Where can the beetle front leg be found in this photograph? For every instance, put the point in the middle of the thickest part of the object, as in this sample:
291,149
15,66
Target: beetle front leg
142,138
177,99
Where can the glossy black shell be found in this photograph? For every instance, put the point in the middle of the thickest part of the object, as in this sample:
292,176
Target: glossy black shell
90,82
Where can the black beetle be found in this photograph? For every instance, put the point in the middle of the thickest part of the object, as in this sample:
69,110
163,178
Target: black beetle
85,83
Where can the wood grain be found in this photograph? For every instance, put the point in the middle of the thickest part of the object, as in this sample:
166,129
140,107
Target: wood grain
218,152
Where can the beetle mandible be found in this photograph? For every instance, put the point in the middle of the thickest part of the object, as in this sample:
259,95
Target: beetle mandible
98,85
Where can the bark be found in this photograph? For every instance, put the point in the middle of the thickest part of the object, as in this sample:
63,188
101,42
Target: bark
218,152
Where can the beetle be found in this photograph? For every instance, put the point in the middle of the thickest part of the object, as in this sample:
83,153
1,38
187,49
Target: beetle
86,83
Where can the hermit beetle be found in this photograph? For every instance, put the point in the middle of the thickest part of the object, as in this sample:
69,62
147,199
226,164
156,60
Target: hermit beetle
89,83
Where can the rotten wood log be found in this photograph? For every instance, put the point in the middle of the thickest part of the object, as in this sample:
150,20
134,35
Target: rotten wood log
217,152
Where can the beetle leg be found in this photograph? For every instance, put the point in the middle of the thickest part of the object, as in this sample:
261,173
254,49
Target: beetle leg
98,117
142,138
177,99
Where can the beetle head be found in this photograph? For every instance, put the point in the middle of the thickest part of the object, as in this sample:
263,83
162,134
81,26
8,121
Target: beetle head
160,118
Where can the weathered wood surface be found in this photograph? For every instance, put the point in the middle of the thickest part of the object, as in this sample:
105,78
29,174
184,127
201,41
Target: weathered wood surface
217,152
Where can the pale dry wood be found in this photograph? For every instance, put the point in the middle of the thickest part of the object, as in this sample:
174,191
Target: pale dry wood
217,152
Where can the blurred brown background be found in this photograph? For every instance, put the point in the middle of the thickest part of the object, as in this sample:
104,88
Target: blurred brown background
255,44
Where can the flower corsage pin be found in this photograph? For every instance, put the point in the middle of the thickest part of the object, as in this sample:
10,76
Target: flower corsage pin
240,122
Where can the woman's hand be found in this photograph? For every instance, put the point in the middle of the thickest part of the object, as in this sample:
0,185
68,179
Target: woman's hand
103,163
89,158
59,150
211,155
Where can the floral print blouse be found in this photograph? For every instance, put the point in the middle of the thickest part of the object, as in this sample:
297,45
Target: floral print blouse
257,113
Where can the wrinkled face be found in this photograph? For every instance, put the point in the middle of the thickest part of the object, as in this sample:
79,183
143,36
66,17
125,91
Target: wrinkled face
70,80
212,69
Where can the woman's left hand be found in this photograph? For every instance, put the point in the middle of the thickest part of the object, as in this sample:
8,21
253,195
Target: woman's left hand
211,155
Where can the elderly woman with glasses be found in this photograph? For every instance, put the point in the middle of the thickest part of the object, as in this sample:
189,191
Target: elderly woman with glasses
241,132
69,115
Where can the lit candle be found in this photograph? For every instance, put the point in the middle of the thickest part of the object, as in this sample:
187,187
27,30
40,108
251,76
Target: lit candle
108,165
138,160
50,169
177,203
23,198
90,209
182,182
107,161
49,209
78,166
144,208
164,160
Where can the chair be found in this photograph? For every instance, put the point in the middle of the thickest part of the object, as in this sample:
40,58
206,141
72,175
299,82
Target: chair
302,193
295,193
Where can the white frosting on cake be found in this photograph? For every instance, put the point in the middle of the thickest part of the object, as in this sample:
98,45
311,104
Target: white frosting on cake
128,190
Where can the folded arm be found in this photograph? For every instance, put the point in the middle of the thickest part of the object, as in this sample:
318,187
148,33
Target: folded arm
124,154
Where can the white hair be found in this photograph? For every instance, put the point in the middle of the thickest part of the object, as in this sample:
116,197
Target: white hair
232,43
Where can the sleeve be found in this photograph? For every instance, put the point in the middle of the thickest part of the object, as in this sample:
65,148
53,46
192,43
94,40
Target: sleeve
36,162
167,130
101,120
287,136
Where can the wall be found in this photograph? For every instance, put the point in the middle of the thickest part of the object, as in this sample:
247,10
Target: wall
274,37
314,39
=====
Return every line of the data unchanged.

Where can the beetle front leg be found in this photograph? For every instance, put the point in the middle of the thickest part of the object, as in this sample:
291,149
15,66
Target: beetle front leg
142,138
177,99
Where can the glossy black shell be found in this photograph? For every instance, put the point in the middle of the thickest part of the object, as in this sample:
292,176
Target: glossy black shell
90,82
Where can the black beetle be found in this photograph? For every instance, put the point in the middle of the thickest part of the object, as in this sample:
69,110
163,178
Target: black beetle
85,83
Where can the wood grain be found in this photograph? For every instance, put the point in the middle of the thickest part of the object, as in this sample:
166,129
140,107
Target: wood grain
218,152
Where can the beetle mandible be found in this photograph? For every instance, put the point in the middle of the thickest part of the object, as in this sample:
259,95
Target: beetle mandible
98,85
Where can the bark be found in this photograph? For every instance, put the point in the middle of the thickest part of the object, as in this sample:
63,188
101,42
Target: bark
218,152
Where can the beetle be found in this photograph? For every instance, put the point in the middle of the thickest part of the object, as in this sample:
83,153
1,38
187,49
Target: beetle
86,83
Where can the hermit beetle be found in this photograph? For every instance, put the point in the middle of the thickest part of the object, as in this sample:
69,62
147,199
226,164
156,60
Target: hermit beetle
89,83
Where can the rotten wood log be found in this photograph? For every instance, put the point in the middle of the thickest part of the object, as in this sample:
150,20
134,35
Target: rotten wood log
217,152
Where can the beetle leg be found in this photograph? For every instance, put the point in the middle of the thickest part of the object, as in this sample:
261,173
254,49
Target: beetle leg
98,117
142,138
177,99
Where can the beetle head be found in this photograph? For every instance, put the point in the middle of the thickest part of the object, as in this sample:
263,83
162,134
81,26
8,121
Target: beetle head
160,118
Where can the weathered wood surface be found in this photograph? For every instance, put the point in the middle of the thickest part of the object, as in this sample:
105,78
29,174
184,127
201,41
Target: weathered wood surface
217,152
Where can the pale dry wood be found in this photograph? For every instance, put the point in the middle of the thickest part of the object, as in this sample:
174,191
Target: pale dry wood
217,152
Where can the blurred brown background be found in this photograph? For every instance, put the point in the middle of the thickest part of the object, as in this sample:
104,88
Target: blurred brown background
255,44
Where can the flower corsage pin be found in this photograph? For every instance, put the point in the middle of the thickest part of the object, as in this sample:
10,76
Target: flower corsage pin
240,122
Where can the woman's hand be found in this photograph? For every instance, put the point in the middle of the thickest part of the object, as in this sample:
0,185
68,179
Target: woman's hand
103,163
89,158
59,150
211,155
Where can the floral print blouse be found in this photograph? For every instance, put the point in the middle of the thickest part of the object, as in this sample:
297,45
Target: floral print blouse
257,113
Where can the wrinkled face be found in this photograph? For every instance, put the point in the middle of the thickest part of the object, as in this sample:
79,183
143,36
66,17
125,91
Target: wrinkled face
70,80
212,69
Where can the woman's left hand be found in this photograph? For every instance, put the point in the middle of the thickest part of the object, as in this sample:
8,21
253,195
Target: woman's left hand
211,155
Where can the elderly woman with glasses be found in this photograph? For every instance, put the point in the middle of the thickest part of the object, as in this sample:
189,191
Target: elderly woman with glasses
241,132
69,115
Where can the lit candle be found in this photograph? For every instance, put the point in the middle of the thickest part of the object, as in this sample:
187,187
27,30
40,108
251,76
Target: lit candle
108,165
138,160
50,169
177,203
23,198
90,209
182,182
107,161
49,209
78,166
144,208
164,160
Where can the chair be found in this photograph? For every instance, put the point in the middle of the thickest part of the object, as in this sample:
40,58
206,141
72,175
299,82
Target: chair
302,193
295,193
Where can the white frosting on cake be found in this photograph? For every instance, put the point in the middle of the thickest part of the object, as in this sample:
98,45
311,104
Target: white frosting on cake
128,190
Where can the folded arm be found in this photograph? For every instance, put the point in the middle of the thickest part of the object, as in this sample:
318,187
148,33
Target: folded arm
124,154
Where can the white hair be found in this photograph? For every instance, put the point in the middle of the thickest part of the object, as in this sample:
116,197
Target: white hair
232,43
Where can the sleeve be found in this photograph? For every instance, put the point in the middle of the thickest part of the object, as in this sample:
65,148
53,46
192,43
94,40
Target: sleeve
36,162
167,130
101,120
287,136
Where can the wall be found in this photograph? For every instance, put the point in the middle of the thickest part of the object, as in this sample:
247,10
Target: wall
274,37
314,39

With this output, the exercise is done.